## [Material for this task]
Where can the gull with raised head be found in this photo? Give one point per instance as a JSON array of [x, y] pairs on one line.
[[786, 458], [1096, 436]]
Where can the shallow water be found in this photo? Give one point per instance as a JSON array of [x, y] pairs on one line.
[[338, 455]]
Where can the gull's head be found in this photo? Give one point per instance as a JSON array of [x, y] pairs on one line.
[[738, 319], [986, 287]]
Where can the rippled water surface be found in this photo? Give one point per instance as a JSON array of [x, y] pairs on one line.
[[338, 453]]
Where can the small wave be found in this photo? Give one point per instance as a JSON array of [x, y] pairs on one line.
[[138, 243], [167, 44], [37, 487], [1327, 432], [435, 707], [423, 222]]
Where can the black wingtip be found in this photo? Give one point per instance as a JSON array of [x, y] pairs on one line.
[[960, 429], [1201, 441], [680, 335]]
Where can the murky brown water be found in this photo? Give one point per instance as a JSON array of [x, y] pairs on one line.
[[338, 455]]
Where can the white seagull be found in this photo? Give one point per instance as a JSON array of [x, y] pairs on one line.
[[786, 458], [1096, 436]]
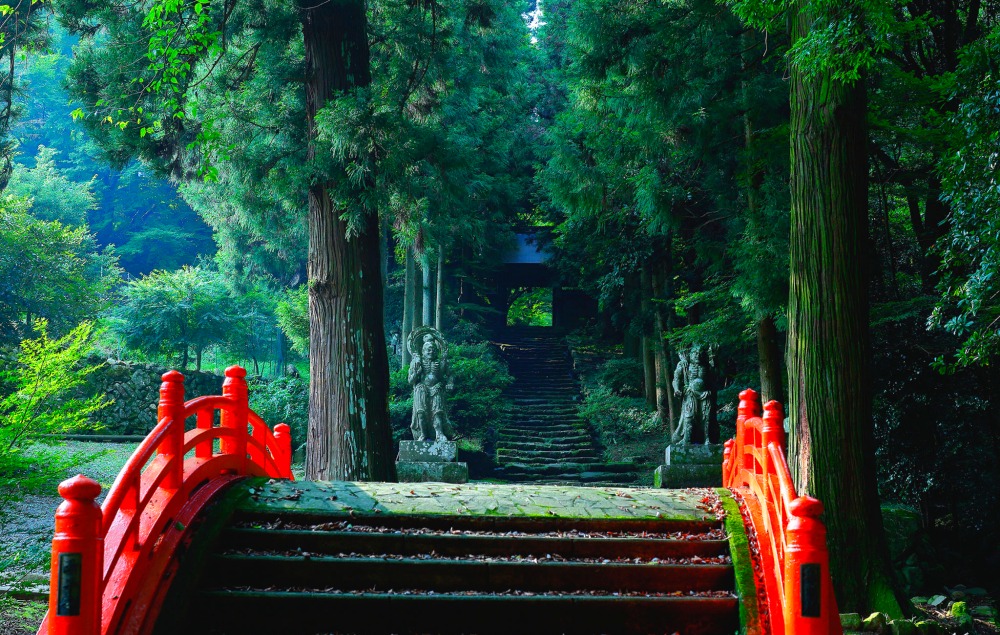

## [About this exercise]
Where images occur in the data above, leave them out and repeat everything else exactly.

## [Answer to this problem]
Where can the gull with raised head be found in this photo? Give one point per instance as a JSON array of [x, y] pairs on one line.
[[786, 458], [1096, 436]]
Where can the shallow water be found in this photo? Give one point per instance as a JSON array of [x, y] pairs on one line.
[[338, 455]]
Where can the gull's head be found in this photo? Give one point per instance as a JSON array of [x, y] pairs on one line.
[[738, 319], [986, 287]]
Where can the rippled water surface be found in this photo? Give one point per instance as a JSON array of [x, y] pairs on one line.
[[338, 453]]
Where can the small wave be found in this photo? Give one point per instance as a JSON array of [x, y] pairs on one line.
[[138, 243], [167, 44], [37, 487], [1327, 432], [435, 707], [423, 222]]
Where can the black wingtip be found in this photo? Give one point per instance as a JSON array of [x, y] pairs on one line.
[[960, 429], [1201, 441], [680, 335]]
Where can the murky brown water be found in this photo? Give one point per instance as a JSON array of [x, y] pairs on one line.
[[338, 455]]
Where can the white seagull be found in this photo? Give one point per instance as a JSON array of [x, y] pairs on one line.
[[786, 458], [1096, 436]]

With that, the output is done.